* Supplied text *
+ + + +
Monday, June 29, 2020

The New Normal

Easing into Monday with some thoughts about young children.

Those of us who work in early childhood often joke about how we work in germ factories. It doesn’t matter how much you clean, the kids are massive cross-pollinators for every illness that is out there circulating. The first year you work with young children, you are as sick as a dog. If it doesn’t outright flatten you, subsequent years are usually better. This also happens when you change schools/centers. 

Ask me how I know.

Now these children will be returning on a limited basis to childcare settings which are desperately racing to provide accommodations to prevent the spread of COVID. These measures involve keeping children physically distanced while also cleaning everything they come in contact with every time they use it. They will limit who can enter classrooms and school buildings. They will require layers of safety protocol. Temperature checks, health checks. 

All of these things are now necessary but almost all of them run counter to the best practices for young children.  Good hygiene practices always have a place. Distancing and separation and a basic prohibition for collaboration in play activities do not. When you think about the best experiences that young children have in a classroom or on a playground, you are thinking of hands squishing together in a sensory table, heads bent together over a story book, a group clustered around a block structure. 

The true work of childhood is messy and collaborative. It feeds both cognitive and social emotional growth.

As we move forward from a period of isolation, I see a lot of discussions about how important it is to get kids back to school. I wonder if people truly understand what that school would have to look like to adequately protect students, parents, and faculty/staff. And what is “adequately”? What would constitute success?
+ + + +
(Dataset excerpts)
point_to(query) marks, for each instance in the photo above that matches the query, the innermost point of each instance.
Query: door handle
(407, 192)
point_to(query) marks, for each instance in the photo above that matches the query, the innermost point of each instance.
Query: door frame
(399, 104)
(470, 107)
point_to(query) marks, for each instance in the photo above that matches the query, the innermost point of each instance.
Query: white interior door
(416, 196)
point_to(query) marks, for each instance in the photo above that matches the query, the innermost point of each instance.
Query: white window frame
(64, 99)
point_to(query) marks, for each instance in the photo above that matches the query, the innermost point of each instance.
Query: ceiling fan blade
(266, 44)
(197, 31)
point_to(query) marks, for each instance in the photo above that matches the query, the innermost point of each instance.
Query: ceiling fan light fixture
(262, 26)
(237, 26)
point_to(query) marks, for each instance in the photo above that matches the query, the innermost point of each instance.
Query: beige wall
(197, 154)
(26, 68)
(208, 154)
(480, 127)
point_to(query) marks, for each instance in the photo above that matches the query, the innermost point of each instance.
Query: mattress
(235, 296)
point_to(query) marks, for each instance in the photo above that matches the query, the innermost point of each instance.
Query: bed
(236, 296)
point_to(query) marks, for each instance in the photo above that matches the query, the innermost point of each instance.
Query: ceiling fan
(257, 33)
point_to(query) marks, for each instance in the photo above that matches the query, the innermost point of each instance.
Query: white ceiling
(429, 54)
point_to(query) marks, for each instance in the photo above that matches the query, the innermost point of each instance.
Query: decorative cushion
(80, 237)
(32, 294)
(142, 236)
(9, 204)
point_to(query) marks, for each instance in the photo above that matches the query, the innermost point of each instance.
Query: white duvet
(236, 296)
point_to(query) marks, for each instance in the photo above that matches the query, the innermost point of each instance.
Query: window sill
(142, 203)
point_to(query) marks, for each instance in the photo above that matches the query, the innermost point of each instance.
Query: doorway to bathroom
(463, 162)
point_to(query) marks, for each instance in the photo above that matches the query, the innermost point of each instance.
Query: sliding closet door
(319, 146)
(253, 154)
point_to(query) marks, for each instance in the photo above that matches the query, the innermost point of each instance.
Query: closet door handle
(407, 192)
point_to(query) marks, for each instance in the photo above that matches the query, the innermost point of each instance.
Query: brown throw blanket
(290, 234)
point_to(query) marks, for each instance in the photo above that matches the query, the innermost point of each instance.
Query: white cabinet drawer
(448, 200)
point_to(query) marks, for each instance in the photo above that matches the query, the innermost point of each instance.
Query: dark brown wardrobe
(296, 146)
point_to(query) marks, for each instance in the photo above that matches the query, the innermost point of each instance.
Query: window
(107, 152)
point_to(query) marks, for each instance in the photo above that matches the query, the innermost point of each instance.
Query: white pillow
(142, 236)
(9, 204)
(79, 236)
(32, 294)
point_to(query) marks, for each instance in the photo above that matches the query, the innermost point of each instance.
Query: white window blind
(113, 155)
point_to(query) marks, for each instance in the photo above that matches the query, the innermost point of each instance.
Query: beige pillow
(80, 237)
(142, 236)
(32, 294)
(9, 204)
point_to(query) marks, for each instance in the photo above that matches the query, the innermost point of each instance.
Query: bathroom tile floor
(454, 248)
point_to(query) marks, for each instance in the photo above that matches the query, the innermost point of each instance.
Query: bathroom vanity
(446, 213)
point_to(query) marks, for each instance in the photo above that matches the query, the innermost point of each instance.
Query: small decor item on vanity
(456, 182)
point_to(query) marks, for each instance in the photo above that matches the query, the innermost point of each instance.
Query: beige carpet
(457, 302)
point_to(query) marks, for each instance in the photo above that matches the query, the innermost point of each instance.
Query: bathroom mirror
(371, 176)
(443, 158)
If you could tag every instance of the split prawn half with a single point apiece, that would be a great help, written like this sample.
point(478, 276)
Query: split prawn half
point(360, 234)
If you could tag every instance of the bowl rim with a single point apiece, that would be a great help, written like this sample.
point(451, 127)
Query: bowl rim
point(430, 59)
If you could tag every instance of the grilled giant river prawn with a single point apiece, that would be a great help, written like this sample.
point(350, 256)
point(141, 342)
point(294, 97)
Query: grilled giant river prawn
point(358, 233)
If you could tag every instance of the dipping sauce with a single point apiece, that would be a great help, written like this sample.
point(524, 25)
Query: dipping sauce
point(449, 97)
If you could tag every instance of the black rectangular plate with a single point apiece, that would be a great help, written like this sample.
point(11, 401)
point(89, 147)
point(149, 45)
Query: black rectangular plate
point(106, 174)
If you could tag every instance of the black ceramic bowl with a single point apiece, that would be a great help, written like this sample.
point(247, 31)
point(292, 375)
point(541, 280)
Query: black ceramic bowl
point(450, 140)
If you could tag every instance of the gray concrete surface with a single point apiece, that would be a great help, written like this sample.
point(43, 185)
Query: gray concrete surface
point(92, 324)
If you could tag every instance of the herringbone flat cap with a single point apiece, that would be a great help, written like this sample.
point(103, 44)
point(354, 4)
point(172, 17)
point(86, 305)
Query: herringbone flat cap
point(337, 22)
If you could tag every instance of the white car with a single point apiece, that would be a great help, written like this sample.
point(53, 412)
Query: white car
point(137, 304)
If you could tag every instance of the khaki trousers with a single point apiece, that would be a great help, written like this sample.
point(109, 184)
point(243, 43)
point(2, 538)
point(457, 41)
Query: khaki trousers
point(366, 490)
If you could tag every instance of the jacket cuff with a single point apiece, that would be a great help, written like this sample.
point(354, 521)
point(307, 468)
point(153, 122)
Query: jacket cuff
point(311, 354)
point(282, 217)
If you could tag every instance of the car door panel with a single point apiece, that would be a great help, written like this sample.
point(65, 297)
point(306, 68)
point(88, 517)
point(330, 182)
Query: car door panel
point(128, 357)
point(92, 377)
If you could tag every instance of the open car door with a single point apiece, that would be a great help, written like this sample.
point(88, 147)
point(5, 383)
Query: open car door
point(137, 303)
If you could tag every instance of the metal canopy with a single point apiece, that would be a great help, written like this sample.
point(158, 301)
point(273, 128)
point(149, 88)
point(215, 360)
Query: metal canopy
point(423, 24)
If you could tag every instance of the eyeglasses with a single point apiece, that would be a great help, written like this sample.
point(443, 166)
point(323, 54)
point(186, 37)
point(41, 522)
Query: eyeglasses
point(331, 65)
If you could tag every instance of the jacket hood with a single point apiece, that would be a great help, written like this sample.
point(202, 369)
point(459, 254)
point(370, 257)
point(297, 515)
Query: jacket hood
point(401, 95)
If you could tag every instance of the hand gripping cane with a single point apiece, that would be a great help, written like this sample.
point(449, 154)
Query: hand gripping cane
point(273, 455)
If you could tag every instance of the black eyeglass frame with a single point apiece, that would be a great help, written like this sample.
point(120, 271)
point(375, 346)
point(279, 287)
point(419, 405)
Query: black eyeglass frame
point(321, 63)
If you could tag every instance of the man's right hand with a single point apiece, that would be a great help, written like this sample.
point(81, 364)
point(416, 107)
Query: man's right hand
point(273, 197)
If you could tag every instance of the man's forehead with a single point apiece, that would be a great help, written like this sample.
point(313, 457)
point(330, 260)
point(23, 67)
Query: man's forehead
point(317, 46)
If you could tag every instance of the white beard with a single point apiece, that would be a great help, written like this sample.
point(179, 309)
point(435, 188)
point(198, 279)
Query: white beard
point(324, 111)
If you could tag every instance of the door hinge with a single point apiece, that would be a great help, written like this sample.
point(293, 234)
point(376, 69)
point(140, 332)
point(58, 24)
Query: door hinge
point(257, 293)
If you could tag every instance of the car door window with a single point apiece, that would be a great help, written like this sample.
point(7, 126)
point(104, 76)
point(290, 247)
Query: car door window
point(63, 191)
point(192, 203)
+ + + +
* What to work on *
1 – In the blog post on early childhood, when are you "as sick as a dog"?
2 – Set down everything in the blog post on early childhood from "The New Normal" down to "you change schools/centers.".
3 – Resume the blog post on early childhood after its final sentence.

* Written responses *
1 – The first year you work with young children.

2 –
The New Normal

Easing into Monday with some thoughts about young children.

Those of us who work in early childhood often joke about how we work in germ factories. It doesn’t matter how much you clean, the kids are massive cross-pollinators for every illness that is out there circulating. The first year you work with young children, you are as sick as a dog. If it doesn’t outright flatten you, subsequent years are usually better. This also happens when you change schools/centers.

3 –
If you have young children who will be returning to childcare settings, I strongly recommend that you supplement their classroom experiences with as much multi-sensory play as possible. Playdough, fingerpaint, sand play, mud pies, water play. In addition, make sure there are plenty of shared activities where they can experience physical closeness with you and other members of the family. Make a pillow fort. Snuggle in bed with a lot of picture books. Pile together like a bunch of puppies. 

The years from birth to five are a huge period in brain development. Whatever happens during this time will have profound consequences for our children. A sudden withdrawal of sensory input and physical closeness will take its toll both in cognitive development and emotional well being. These experiences are deeply nutritional for young childen. They are the sorts of things that are absent in situations where children fail to thrive. 

I know we all have a million things to remember as we try to stay healthy and respond to the many ways that the coronavirus has changed our daily lives. I realize that this may seem like a very small thing in comparison. But the small things, unattended, become the big things. Emotionally distraught young children become anxious, angry, disregulated students in classrooms that don’t adequately address their needs. 

Have kids? Get messy. Hug. Create your own group projects. You may discover how great it is for you, too.